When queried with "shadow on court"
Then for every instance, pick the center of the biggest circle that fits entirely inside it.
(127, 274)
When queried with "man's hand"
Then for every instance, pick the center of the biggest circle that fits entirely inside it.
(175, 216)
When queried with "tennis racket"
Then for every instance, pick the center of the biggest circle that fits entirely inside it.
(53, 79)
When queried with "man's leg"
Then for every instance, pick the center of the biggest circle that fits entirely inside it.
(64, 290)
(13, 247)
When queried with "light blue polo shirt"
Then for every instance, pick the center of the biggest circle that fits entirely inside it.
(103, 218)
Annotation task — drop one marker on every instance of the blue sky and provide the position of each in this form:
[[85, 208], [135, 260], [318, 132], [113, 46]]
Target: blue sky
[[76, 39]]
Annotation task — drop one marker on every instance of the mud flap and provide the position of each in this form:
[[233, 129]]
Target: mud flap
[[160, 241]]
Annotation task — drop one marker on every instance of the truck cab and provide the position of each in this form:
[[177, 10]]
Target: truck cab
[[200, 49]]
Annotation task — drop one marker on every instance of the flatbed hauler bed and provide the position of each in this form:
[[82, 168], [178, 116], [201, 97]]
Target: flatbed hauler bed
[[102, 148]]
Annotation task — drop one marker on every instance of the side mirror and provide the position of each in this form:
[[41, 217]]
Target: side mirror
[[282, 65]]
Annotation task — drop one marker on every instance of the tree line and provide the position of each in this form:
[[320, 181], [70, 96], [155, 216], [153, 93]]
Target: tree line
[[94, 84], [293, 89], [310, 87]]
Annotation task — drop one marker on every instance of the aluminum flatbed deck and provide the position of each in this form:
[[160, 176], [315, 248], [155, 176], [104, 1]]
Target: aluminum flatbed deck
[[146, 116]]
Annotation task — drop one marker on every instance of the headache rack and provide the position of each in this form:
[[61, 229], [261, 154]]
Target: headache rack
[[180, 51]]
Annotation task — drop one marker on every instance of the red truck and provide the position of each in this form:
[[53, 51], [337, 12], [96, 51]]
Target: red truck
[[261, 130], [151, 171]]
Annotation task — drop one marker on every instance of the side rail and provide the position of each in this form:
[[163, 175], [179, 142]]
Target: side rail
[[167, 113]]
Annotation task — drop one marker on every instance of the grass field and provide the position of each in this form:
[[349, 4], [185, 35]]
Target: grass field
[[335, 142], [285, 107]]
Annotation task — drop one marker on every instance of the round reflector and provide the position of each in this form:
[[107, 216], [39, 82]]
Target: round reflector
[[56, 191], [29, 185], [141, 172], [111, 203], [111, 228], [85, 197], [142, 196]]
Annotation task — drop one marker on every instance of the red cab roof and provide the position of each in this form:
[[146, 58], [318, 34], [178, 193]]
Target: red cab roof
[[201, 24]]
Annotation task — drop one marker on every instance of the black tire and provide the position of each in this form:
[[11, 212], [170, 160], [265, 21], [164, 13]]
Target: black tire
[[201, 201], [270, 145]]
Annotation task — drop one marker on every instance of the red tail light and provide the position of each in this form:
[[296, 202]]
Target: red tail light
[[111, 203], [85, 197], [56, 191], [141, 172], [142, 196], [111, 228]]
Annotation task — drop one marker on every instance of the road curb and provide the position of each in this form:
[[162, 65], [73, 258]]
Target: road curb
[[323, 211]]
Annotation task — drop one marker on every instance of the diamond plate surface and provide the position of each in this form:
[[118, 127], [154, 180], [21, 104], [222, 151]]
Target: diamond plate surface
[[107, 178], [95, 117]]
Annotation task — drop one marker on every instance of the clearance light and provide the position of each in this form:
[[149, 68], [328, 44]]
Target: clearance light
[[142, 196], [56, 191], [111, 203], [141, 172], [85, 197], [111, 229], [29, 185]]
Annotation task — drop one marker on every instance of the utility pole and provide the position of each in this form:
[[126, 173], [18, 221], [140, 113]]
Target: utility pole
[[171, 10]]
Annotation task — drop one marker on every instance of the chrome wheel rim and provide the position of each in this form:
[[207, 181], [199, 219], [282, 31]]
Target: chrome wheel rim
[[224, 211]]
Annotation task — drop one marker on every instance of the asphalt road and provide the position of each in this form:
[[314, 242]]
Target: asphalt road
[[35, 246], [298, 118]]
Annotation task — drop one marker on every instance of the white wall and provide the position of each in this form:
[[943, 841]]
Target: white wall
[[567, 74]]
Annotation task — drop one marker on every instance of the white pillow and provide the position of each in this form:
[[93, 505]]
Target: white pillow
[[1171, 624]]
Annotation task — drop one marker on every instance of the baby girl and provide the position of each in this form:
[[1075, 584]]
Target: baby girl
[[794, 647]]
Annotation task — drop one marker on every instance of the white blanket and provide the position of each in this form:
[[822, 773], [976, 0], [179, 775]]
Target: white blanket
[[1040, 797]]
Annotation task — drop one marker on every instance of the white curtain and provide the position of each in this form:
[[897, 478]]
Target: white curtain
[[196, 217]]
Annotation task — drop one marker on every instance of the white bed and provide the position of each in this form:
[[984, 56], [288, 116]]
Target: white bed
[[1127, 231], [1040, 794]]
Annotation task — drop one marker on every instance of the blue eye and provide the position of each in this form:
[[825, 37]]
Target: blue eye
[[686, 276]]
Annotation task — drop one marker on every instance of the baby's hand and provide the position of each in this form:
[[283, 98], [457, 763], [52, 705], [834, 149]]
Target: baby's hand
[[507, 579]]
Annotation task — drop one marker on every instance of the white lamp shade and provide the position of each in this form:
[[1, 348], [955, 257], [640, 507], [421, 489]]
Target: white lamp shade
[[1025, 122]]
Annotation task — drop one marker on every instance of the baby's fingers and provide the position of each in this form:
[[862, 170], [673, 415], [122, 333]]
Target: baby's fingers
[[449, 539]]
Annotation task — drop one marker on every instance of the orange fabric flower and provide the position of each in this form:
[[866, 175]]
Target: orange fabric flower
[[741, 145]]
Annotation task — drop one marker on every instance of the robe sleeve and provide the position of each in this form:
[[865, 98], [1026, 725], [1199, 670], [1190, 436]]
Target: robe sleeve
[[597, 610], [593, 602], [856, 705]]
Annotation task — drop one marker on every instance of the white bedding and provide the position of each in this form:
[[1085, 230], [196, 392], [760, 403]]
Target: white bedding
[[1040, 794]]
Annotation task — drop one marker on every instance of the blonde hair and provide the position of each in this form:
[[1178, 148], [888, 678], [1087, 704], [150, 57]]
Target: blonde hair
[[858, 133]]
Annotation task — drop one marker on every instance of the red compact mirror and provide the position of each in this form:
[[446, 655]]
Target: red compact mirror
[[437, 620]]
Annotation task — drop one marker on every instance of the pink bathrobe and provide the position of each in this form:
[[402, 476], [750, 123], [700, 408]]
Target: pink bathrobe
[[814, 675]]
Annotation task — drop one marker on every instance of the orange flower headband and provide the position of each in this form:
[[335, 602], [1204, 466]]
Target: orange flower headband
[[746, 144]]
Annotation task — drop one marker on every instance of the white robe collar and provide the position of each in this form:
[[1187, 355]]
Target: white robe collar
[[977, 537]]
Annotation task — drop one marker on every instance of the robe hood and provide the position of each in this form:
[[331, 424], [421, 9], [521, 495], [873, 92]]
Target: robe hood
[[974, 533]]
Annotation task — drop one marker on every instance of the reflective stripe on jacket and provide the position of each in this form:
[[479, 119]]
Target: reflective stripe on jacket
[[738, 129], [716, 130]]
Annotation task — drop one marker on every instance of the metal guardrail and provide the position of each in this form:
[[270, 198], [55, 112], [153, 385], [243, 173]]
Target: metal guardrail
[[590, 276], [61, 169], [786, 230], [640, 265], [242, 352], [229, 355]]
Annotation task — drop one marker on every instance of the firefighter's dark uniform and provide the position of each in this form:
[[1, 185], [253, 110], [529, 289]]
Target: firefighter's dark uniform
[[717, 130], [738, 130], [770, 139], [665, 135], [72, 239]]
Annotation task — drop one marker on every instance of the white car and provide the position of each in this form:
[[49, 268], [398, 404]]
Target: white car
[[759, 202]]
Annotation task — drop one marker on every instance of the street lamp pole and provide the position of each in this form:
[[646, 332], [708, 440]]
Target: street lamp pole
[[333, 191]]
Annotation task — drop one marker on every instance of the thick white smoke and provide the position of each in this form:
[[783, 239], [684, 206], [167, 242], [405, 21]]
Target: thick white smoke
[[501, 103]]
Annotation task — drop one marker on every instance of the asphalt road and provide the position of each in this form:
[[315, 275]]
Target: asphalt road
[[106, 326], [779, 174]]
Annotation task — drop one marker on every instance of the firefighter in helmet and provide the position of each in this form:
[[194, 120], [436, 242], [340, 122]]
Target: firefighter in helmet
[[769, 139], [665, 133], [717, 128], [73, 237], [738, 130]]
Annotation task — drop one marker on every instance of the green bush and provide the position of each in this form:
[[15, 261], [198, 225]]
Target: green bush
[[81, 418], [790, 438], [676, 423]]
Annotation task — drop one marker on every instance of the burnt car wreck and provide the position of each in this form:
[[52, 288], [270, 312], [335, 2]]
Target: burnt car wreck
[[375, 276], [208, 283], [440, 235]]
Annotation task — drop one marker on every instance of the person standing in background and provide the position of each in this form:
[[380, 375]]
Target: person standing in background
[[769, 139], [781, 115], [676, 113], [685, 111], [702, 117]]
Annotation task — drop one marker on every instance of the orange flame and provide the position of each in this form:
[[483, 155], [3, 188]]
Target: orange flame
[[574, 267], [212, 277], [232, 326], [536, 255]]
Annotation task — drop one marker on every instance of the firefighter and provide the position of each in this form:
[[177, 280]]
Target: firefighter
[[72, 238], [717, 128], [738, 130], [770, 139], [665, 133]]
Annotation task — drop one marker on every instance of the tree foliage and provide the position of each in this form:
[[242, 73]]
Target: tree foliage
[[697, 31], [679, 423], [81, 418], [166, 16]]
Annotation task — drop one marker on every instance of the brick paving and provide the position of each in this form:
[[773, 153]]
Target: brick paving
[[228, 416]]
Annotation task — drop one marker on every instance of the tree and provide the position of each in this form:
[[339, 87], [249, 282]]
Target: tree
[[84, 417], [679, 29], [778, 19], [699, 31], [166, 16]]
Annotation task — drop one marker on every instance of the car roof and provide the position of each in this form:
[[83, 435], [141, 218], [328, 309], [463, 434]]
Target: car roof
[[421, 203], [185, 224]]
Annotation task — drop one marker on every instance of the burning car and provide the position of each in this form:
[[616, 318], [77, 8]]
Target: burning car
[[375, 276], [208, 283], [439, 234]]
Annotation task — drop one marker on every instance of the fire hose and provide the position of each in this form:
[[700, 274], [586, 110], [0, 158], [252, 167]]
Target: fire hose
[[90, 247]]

+===+

=== Description of the task ===
Change "biggest circle" to "largest circle" in the data from its first line through the line containing "[[94, 84], [293, 89], [310, 87]]", and reproduce those lines with everything else left as it is.

=== The reply ===
When queried with "shadow on court"
Then for every instance, pick the center of the largest circle that fits entirely inside it.
(127, 274)
When queried with "man's hand"
Then for every instance, pick the center of the largest circle that fits entirely inside it.
(175, 216)
When queried with "tennis racket"
Then for every instance, pick the center of the largest circle that fits entirely inside it.
(53, 79)
When queried with "man's leg"
Then for every instance, pick the center of the largest circle that fits entirely inside it.
(64, 290)
(13, 247)
When queried with "light blue polo shirt"
Then for every instance, pick the center of the largest circle that fits entirely inside it.
(103, 218)
Annotation task — drop one marker on every instance of the blue sky and provide the position of each in this form:
[[85, 208], [135, 260], [318, 132], [113, 46]]
Target: blue sky
[[76, 39]]
Annotation task — drop one marker on every instance of the mud flap and provide the position of each in this form:
[[233, 129]]
Target: mud flap
[[160, 241]]
Annotation task — drop one marker on every instance of the truck cab and provide the position of each in this form:
[[177, 10]]
Target: truck cab
[[200, 49]]
Annotation task — drop one marker on every instance of the flatbed hauler bed and provide the position of each in this form:
[[82, 168], [178, 116], [201, 97]]
Target: flatbed hauler bed
[[102, 148]]
Annotation task — drop one marker on every instance of the side mirror and provide the position of each in this form:
[[41, 217]]
Target: side mirror
[[282, 65]]
Annotation task — drop one marker on every instance of the tree line and provide the position of each in this form:
[[320, 181], [70, 96], [155, 216], [153, 93]]
Target: tree line
[[94, 84], [293, 89], [310, 87]]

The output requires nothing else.